== The data

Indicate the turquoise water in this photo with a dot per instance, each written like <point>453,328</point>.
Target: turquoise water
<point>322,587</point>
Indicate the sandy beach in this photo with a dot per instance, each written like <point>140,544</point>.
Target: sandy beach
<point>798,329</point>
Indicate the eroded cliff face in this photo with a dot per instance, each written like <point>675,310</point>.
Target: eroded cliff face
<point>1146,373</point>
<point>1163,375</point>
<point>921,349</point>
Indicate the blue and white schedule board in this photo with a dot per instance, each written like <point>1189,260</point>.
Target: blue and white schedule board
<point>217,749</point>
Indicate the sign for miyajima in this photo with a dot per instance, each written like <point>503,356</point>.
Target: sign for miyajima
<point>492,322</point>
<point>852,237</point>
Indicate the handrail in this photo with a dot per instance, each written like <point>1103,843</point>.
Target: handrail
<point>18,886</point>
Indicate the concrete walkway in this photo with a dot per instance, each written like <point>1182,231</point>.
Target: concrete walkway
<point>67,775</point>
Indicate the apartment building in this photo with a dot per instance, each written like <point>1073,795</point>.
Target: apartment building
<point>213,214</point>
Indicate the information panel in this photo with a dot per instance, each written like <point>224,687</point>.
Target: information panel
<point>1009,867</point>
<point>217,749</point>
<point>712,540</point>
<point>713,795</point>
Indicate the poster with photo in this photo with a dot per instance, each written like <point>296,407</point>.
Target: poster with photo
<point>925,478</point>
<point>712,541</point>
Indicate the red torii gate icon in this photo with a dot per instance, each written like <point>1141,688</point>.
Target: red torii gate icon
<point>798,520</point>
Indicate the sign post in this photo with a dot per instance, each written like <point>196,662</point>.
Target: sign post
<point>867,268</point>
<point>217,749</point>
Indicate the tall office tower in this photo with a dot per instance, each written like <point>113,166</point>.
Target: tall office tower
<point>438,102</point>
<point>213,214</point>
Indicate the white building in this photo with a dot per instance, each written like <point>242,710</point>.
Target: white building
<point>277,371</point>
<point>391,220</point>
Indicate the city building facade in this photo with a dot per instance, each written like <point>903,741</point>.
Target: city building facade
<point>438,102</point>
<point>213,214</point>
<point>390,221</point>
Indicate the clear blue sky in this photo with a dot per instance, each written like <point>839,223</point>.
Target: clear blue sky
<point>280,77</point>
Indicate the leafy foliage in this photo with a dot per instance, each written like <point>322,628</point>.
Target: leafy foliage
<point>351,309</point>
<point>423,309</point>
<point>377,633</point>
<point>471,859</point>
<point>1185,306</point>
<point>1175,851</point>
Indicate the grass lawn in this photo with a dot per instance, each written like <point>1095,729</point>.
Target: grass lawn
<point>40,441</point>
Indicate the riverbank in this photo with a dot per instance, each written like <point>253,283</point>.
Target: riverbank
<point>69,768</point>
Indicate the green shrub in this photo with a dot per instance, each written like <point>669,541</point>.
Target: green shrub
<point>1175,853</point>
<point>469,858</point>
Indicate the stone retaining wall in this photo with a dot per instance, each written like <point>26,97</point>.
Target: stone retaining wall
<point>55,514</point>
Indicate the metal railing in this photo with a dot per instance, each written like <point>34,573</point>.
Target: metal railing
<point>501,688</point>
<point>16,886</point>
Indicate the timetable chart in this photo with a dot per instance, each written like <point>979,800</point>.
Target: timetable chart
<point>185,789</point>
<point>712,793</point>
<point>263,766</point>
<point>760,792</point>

====

**Directions**: Return each line exactly, beginning at the start of the material above and ending at the line that includes "Indicate the information", with both of those kept.

**Final answer**:
Indicate the turquoise water in this photo with a dot per instance, each written like <point>453,328</point>.
Target: turquoise water
<point>322,587</point>
Indicate the sandy beach in this photo with a dot per instance, each written like <point>140,544</point>.
Target: sandy beach
<point>798,329</point>
Indicate the eroded cliff face in this photo with a dot per instance, each written like <point>675,310</point>.
Target: eroded cliff face
<point>1146,373</point>
<point>1163,375</point>
<point>921,349</point>
Indicate the blue and white schedule board in this photo with a dot per instance, each written like <point>1189,260</point>.
Target: blue and white schedule board
<point>217,749</point>
Indicate the sign for miyajima in this photo with a dot per instance, each written like <point>503,356</point>.
Target: sign for miyajima
<point>492,322</point>
<point>852,237</point>
Indicate the handrail in this photo with a dot per instance, each written like <point>1103,843</point>.
Target: handrail
<point>18,886</point>
Indicate the concrete walkway in this photo with a dot per instance, each written like <point>1182,231</point>.
Target: concrete walkway
<point>67,775</point>
Indicate the apartment building in this photo with a dot per instance, each written like <point>1073,795</point>.
Target: apartment building
<point>213,214</point>
Indicate the information panel in this photo with a dot per instance, each written like <point>224,687</point>.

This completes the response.